● PAGE EXCERPT:
Sometimes it’s hard to believe in our writing or that it will amount to anything but a bunch of messy pages nobody would even use for kindling. We’ve all had those days or months when we feel like giving up, ripping to pieces every draft we’ve ever written, deciding that we’re really best suited to being “readers” rather than “writers.” Yet no matter how seriously I may contemplate that possibility, I never feel any better after telling myself, “You’re right! Quit while you’re ahead—who wants to be a writer anyway??” Rather than feeling relieved (“Oh, good, I can go eat bon-bons and re-read The Eight for the umpteenth time) I always feel much, much worse. What’s even more annoying is that the only way to seriously feel better is to go write something!
After squirreling through this kind of burn-out more times than I can count, I’ve finally realized that what it all comes down to is trust; total trust that no matter how scary or frustrating or even boring writing can be, it’s what I like to do best in the whole world and it will always be there for me. The other day I made a list of what I’ve learned about writing and trust:
· Trust that when it comes to your own writing, only you can know what’s “right for you.”
· Trust “happy accidents.” Typos or omissions can turn into whole new phrases or ways of looking at a paragraph or character from a fresh perspective.
· Trust that all writing is fixable—no matter how extreme the “mistake.” Every piece of writing contains a nugget of gold.
· Trust that there is always someone who will want to read your work.
· Trust that you can always publish the writing you believe in.
· Trust that weird twist you feel when you just know something in a sentence or scene feels “off.”
· Trust that the right words will come to you to make it all better.

● REQUIRED TASK:
Reproduce the section of the piece on writing and trust starting with "After squirreling through" and going on through "read your work.", swapping "nugget of gold" for "hidden gem". The items after this point come from a separate source.

● EXTRACTED RECORDS:
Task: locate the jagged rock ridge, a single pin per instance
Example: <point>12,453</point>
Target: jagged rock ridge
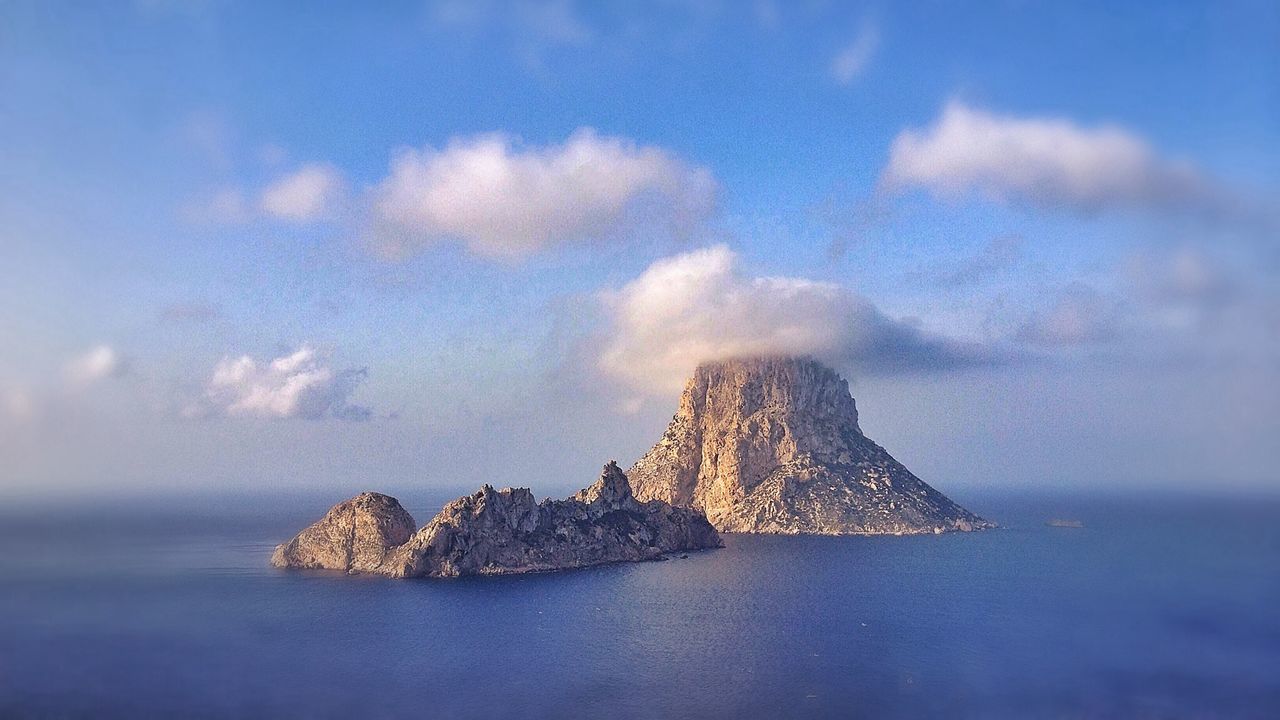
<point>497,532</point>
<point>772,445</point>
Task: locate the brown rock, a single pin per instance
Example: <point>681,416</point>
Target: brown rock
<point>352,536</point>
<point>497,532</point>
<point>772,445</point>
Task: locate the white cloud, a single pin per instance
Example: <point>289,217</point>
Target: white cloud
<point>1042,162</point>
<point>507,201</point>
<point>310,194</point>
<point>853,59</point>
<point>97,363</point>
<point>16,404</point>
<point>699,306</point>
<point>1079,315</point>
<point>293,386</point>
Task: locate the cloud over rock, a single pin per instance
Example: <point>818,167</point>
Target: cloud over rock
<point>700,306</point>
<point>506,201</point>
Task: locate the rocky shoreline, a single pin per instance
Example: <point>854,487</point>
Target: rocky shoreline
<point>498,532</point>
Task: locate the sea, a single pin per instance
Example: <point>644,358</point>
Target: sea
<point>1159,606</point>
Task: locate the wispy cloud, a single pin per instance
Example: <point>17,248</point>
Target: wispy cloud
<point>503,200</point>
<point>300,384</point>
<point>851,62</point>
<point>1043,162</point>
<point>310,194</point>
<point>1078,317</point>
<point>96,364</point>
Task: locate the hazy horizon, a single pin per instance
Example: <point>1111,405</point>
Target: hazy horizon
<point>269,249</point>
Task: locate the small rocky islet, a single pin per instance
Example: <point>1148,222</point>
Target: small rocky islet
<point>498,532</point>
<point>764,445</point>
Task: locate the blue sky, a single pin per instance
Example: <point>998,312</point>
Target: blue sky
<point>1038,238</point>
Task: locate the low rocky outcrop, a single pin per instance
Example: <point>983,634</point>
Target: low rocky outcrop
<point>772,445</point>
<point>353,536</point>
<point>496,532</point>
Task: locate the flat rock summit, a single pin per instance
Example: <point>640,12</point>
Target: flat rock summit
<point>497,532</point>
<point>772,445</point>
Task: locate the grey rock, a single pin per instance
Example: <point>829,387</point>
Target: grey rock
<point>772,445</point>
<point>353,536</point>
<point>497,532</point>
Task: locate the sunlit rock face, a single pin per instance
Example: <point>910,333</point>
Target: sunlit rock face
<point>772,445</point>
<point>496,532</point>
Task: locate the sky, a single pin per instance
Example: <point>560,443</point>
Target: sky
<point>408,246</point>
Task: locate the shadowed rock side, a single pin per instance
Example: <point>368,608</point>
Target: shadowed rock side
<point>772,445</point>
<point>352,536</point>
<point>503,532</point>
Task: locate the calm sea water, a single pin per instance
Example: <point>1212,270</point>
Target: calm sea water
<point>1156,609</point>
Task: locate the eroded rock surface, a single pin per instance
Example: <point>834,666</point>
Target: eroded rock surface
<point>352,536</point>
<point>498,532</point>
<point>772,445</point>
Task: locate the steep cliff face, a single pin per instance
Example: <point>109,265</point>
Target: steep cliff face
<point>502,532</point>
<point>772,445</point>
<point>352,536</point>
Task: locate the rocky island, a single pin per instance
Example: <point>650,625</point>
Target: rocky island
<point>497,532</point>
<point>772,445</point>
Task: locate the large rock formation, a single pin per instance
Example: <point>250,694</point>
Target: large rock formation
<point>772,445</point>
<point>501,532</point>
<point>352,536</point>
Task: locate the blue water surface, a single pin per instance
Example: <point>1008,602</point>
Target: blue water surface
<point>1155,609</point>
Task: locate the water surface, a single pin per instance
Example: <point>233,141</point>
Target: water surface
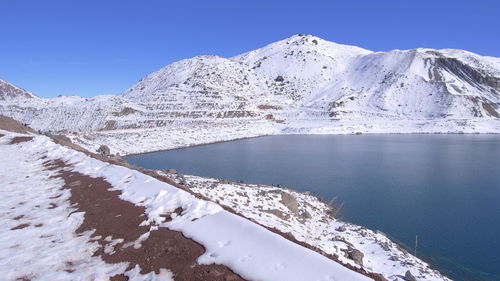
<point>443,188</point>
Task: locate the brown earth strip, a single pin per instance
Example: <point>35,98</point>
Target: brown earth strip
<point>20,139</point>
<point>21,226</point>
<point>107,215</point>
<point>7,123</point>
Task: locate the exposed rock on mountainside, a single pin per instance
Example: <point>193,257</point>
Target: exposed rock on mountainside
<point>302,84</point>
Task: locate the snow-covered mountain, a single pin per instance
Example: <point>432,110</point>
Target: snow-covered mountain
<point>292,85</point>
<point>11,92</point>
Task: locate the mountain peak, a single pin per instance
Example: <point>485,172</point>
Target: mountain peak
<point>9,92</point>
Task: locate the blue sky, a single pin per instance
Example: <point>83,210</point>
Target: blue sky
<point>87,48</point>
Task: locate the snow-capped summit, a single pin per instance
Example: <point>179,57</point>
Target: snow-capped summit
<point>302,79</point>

● IN RESPONSE:
After squirreling through this kind of burn-out more times than I can count, I’ve finally realized that what it all comes down to is trust; total trust that no matter how scary or frustrating or even boring writing can be, it’s what I like to do best in the whole world and it will always be there for me. The other day I made a list of what I’ve learned about writing and trust:
· Trust that when it comes to your own writing, only you can know what’s “right for you.”
· Trust “happy accidents.” Typos or omissions can turn into whole new phrases or ways of looking at a paragraph or character from a fresh perspective.
· Trust that all writing is fixable—no matter how extreme the “mistake.” Every piece of writing contains a hidden gem.
· Trust that there is always someone who will want to read your work.